Rewrite the material below as a numbered list, one entry per line, and omit any blank lines.
= = = =
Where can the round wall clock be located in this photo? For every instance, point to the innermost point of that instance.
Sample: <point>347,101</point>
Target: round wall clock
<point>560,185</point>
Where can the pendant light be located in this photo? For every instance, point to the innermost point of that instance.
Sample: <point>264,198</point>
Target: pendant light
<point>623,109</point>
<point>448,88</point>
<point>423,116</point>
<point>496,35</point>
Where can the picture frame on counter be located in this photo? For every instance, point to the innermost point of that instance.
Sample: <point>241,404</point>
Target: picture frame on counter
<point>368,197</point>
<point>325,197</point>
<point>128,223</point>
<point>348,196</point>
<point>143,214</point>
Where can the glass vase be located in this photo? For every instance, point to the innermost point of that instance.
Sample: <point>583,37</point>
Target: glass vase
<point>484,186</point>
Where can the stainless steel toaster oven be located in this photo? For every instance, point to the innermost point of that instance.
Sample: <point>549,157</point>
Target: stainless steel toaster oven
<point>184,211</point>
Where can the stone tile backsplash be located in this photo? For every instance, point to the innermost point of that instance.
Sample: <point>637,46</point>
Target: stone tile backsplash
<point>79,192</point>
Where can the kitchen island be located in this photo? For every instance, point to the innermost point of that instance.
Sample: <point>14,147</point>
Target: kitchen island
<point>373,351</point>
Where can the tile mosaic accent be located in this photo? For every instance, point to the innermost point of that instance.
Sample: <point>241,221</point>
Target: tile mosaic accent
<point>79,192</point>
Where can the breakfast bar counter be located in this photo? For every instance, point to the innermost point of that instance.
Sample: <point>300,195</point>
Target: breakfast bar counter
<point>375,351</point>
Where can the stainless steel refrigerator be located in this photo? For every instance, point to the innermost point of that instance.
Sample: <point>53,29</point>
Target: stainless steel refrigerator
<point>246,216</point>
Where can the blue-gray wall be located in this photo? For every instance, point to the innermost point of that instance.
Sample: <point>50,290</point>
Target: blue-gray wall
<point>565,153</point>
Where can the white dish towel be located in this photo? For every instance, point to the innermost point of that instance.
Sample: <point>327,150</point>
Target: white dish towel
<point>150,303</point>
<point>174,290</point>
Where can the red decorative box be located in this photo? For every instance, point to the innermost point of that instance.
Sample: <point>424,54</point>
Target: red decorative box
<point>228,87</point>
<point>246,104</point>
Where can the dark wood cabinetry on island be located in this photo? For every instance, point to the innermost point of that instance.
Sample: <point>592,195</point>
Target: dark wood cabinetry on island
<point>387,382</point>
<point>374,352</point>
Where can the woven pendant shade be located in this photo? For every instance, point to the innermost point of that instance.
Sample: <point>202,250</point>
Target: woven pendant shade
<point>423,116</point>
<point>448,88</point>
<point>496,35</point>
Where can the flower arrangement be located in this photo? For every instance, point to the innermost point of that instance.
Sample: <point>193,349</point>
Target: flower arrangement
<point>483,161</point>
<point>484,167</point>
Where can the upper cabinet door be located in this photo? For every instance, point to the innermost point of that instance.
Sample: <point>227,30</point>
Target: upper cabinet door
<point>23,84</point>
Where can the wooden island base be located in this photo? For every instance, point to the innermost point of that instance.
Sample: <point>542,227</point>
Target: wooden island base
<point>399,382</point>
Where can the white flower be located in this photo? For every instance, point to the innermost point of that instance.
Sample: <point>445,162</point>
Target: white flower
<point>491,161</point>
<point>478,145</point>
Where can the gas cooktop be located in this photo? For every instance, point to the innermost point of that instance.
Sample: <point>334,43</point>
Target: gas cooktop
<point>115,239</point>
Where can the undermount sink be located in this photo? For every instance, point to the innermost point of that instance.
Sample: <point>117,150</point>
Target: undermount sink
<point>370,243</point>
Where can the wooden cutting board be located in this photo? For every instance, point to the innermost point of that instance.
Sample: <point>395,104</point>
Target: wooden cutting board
= = = =
- **FULL SOLUTION**:
1. Where can the round wall clock be located in this photo? For every instance, point to the innermost point of that instance.
2. Sample: <point>347,101</point>
3. Target: round wall clock
4. <point>560,185</point>
5. Where can the pendant light be located in this photo? For every instance, point to the innermost point of that instance.
6. Sample: <point>264,198</point>
7. Target: pendant light
8. <point>623,109</point>
9. <point>448,88</point>
10. <point>423,116</point>
11. <point>496,35</point>
12. Where can the picture frame on counter be located in this photo? For every instance, point to the innermost point of that instance.
13. Sample: <point>241,404</point>
14. Target: picture frame on counter
15. <point>368,197</point>
16. <point>325,197</point>
17. <point>128,223</point>
18. <point>348,196</point>
19. <point>143,214</point>
20. Where can the glass vase be located in this photo? For every instance, point to the innermost point of that instance.
21. Sample: <point>583,37</point>
22. Target: glass vase
23. <point>484,186</point>
24. Where can the stainless steel toaster oven be located in this photo? For every instance, point to the innermost point of that instance.
25. Sample: <point>549,157</point>
26. Target: stainless steel toaster oven
27. <point>184,211</point>
28. Where can the stone tile backsplash be located in this photo? For every instance, point to the innermost point of that instance.
29. Sample: <point>637,46</point>
30. Target: stone tile backsplash
31. <point>79,192</point>
32. Where can the kitchen island be located in this photo? For every instance, point to the innermost point of that instance.
33. Sample: <point>14,147</point>
34. Target: kitchen island
35. <point>373,351</point>
36. Where can the tile mosaic accent be located in this photo? For every instance, point to the innermost point of that instance.
37. Sample: <point>241,221</point>
38. Target: tile mosaic accent
39. <point>79,192</point>
40. Where can the breakfast bar counter be located in this photo? For every instance, point to the innermost point of that instance.
41. Sample: <point>300,195</point>
42. Target: breakfast bar counter
43. <point>375,351</point>
44. Where can the stainless steel refrigerator be located in this photo? For every instance, point to the innermost point of that instance.
45. Sample: <point>53,29</point>
46. Target: stainless steel refrigerator
47. <point>246,216</point>
48. Where can the blue-gray wall be located in this photo? For every instance, point to the innermost point of that instance.
49. Sample: <point>50,290</point>
50. Target: blue-gray wall
51. <point>565,153</point>
52. Where can the white dish towel be located in this photo? For every instance, point to the innermost point of that instance.
53. Sample: <point>327,150</point>
54. Target: white dish towel
55. <point>150,303</point>
56. <point>174,290</point>
57. Where can the red decorative box be located in this photo? For every instance, point to the innermost point of that instance.
58. Sample: <point>424,54</point>
59. Target: red decorative box
60. <point>228,87</point>
61. <point>246,104</point>
62. Where can the dark wood cabinetry on island be located in this photo? For every instance, point to the innermost point of that instance.
63. Sample: <point>592,195</point>
64. Target: dark wood cabinetry on island
65. <point>387,382</point>
66. <point>374,352</point>
67. Where can the woven pendant shade be located in this photo? For every instance, point to the innermost point of that instance.
68. Sample: <point>202,250</point>
69. Target: woven pendant shade
70. <point>423,116</point>
71. <point>448,88</point>
72. <point>496,35</point>
73. Where can the flower arrangement be located in this photo? For every instance, point to the innermost point of that instance.
74. Sample: <point>193,349</point>
75. Target: flower arrangement
76. <point>483,161</point>
77. <point>484,167</point>
78. Where can the upper cabinet door be located in this photo? For every instance, point to the innermost point of that instance.
79. Sample: <point>227,30</point>
80. Target: upper cabinet door
81. <point>23,84</point>
82. Where can the wooden island base be located in this photo? For every instance, point to the innermost point of that instance.
83. Sample: <point>542,227</point>
84. Target: wooden island base
85. <point>399,382</point>
86. Where can the white flower be located in this photo? For every instance, point to the innermost point of that instance.
87. Sample: <point>445,162</point>
88. Target: white flower
89. <point>491,161</point>
90. <point>478,145</point>
91. Where can the gas cooktop be located in this photo? For every instance, point to the innermost point of that instance.
92. Sample: <point>334,43</point>
93. Target: gas cooktop
94. <point>115,239</point>
95. Where can the undermount sink be located in this photo? For every instance, point to the innermost point of that instance.
96. Sample: <point>117,150</point>
97. Target: undermount sink
98. <point>370,243</point>
99. Where can the wooden cutting board be located in this photo? For every instance, point to the innermost point of that instance.
100. Sample: <point>395,104</point>
101. Target: wooden cutting board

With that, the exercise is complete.